- _Lista de tarefas_:
1. Segundo o texto sobre o papel da ciência na Gênese, o que os primeiros livros sagrados foram ao mesmo tempo?
2. Retome o texto sobre o papel da ciência na Gênese e dê continuidade a ele a partir do ponto em que termina.

- _Trecho do texto_:
========================

Allan Kardec

Papel da ciência na Gênese

Allan Kardec (1804-1869)

Educador, filósofo, escritor e tradutor francês, discípulo e colaborador de H. Pestalozzi

Bacharel em Ciências e Letras (Instituição de Pestalozzi, Yverdon - Suíça)

Professor de Astronomia, Física, Química, Matemática, Fisiologia e Anatomia

Presidente-Fundador da Sociedade Parisiense de Estudos Espíritas

Extraído de:

A Gênese, capítulo 4, de Allan Kardec

PAPEL DA CIÊNCIA NA GÊNESE

1. A história da origem de quase todos os povos antigos se confunde com a da sua religião. Por isso, os seus primeiros livros foram livros religiosos. E como todas as religiões se prendem ao princípio das coisas, que são também o da humanidade, deram, sobre a formação e disposição do universo, explicações em relação com o estado dos conhecimentos da época e dos seus fundadores. Disso resultou que os primeiros livros sagrados foram ao mesmo tempo os primeiros livros de ciência, como foram durante muito tempo o único código das leis civis.

2. Nos tempos primitivos, os meios de observação eram, necessariamente, muito imperfeitos. As primeiras teorias sobre o sistema do mundo deviam estar maculadas por erros grosseiros. Mas, se tivessem sido esses meios tão completos como são hoje, os homens não teriam sabido se servir deles; aliás, só podiam ser o fruto do desenvolvimento da inteligência e do conhecimento sucessivo das leis da natureza. À medida que o homem avançou no conhecimento dessas leis, penetrou os mistérios da criação e retificou as ideias que fez sobre a origem das coisas.

3. O homem foi incapaz de resolver os problemas da criação até o momento em que a chave deles lhe foi dada pela ciência. Foi necessário que a Astronomia lhe abrisse as portas do espaço infinito e lhe permitisse nele mergulhar seus olhares; que, pelo poder do Cálculo, pudesse determinar com precisão rigorosa o movimento, a posição, o volume, a natureza e o papel dos corpos celestes; que a Física lhe revelasse as leis da gravidade, do calor, da luz e da eletricidade; que a Química lhe ensinasse as transformações da matéria; e a Mineralogia, os materiais que formam a crosta do globo; que a Geologia lhe ensinasse a ler, nas camadas terrestres, a formação gradual desse mesmo globo. A Botânica, a Zoologia, a Paleontologia, a Antropologia, deveriam iniciá-lo na filiação e na sucessão dos seres organizados; com a Arqueologia, pôde seguir as marcas da humanidade através das idades. Todas as ciências, em uma palavra, completando-se umas com as outras, deveriam trazer o seu contingente indispensável para o conhecimento da história do mundo. Na falta delas, o homem tinha por guia somente as suas primeiras hipóteses.

Também, antes que o homem possuísse esses elementos de apreciação, todos os comentaristas da Gênese, cuja razão se furtava às impossibilidades materiais, volteavam num mesmo círculo, sem poderem dele sair. Só puderam quando a ciência abriu o caminho, abrindo brecha no velho edifício das crenças e, então, tudo mudou de aspecto. Uma vez encontrado o fio condutor, as dificuldades foram prontamente aplainadas: em lugar de uma Gênese imaginária, teve-se uma Gênese positiva e de alguma forma experimental. O campo do universo se estendeu ao infinito; viu-se a Terra e os astros se formarem gradualmente, segundo leis eternas e imutáveis, que testemunham bem melhor a grandeza e a sabedoria de Deus do que uma criação miraculosa, saída, de repente, do nada, como uma mudança de objetivo, por uma ideia súbita da Divindade, depois de uma eternidade de inação.

========================

- _Material fornecido_:
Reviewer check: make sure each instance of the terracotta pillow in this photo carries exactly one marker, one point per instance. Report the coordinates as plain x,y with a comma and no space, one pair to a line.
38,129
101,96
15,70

========================

- _Respostas às tarefas_:
1. Foram ao mesmo tempo os primeiros livros de ciência.

2.
Uma vez que é impossível conceber a Gênese sem os dados fornecidos pela ciência, pode-se dizer, com toda a verdade, que: a ciência está chamada a constituir a verdadeira Gênese, segundo as leis da natureza.

4. No ponto em que chegou, no século XIX, a ciência resolveu todas as dificuldades do problema da Gênese?

Seguramente não, mas é incontestável que destruiu, sem retorno, todos os seus erros capitais e que colocou os seus mais essenciais fundamentos sobre dados irrecusáveis. Os pontos ainda incertos são, propriamente falando, apenas questões de detalhes, cuja solução, qualquer que seja ela no futuro, não poderá prejudicar o conjunto. Aliás, apesar de todos os recursos dos quais pôde dispor, faltou a ela, até este dia, um elemento importante sem o qual a obra não poderia estar, jamais, completa.

5. De todas as Gêneses antigas, a que mais se aproxima dos dados científicos modernos, apesar dos erros que ela encerra e que hoje são demonstrados até à evidência, é incontestavelmente a de Moisés. Alguns dos seus erros são mais aparentes do que reais; provêm tanto da falsa interpretação de certas palavras, cujo significado primitivo se perdeu passando de idioma em idioma pela tradução, ou cuja acepção mudou com os costumes dos povos, quanto pela forma alegórica particular ao estilo oriental e das quais tomou-se a letra, em vez de procurar-lhe o espírito.

6. A Bíblia contém evidentemente fatos que a razão, desenvolvida pela ciência, não poderia hoje aceitar e outros que parecem estranhos e repugnam, porque se prendem a costumes que não são mais os nossos. Mas, ao lado disso, haveria parcialidade em não reconhecer que ela encerra grandes e belas coisas. A alegoria nela tem um lugar considerável e, sob esse véu, esconde verdades sublimes, que aparecem quando se procura o fundo do pensamento, porque, então, o absurdo desaparece.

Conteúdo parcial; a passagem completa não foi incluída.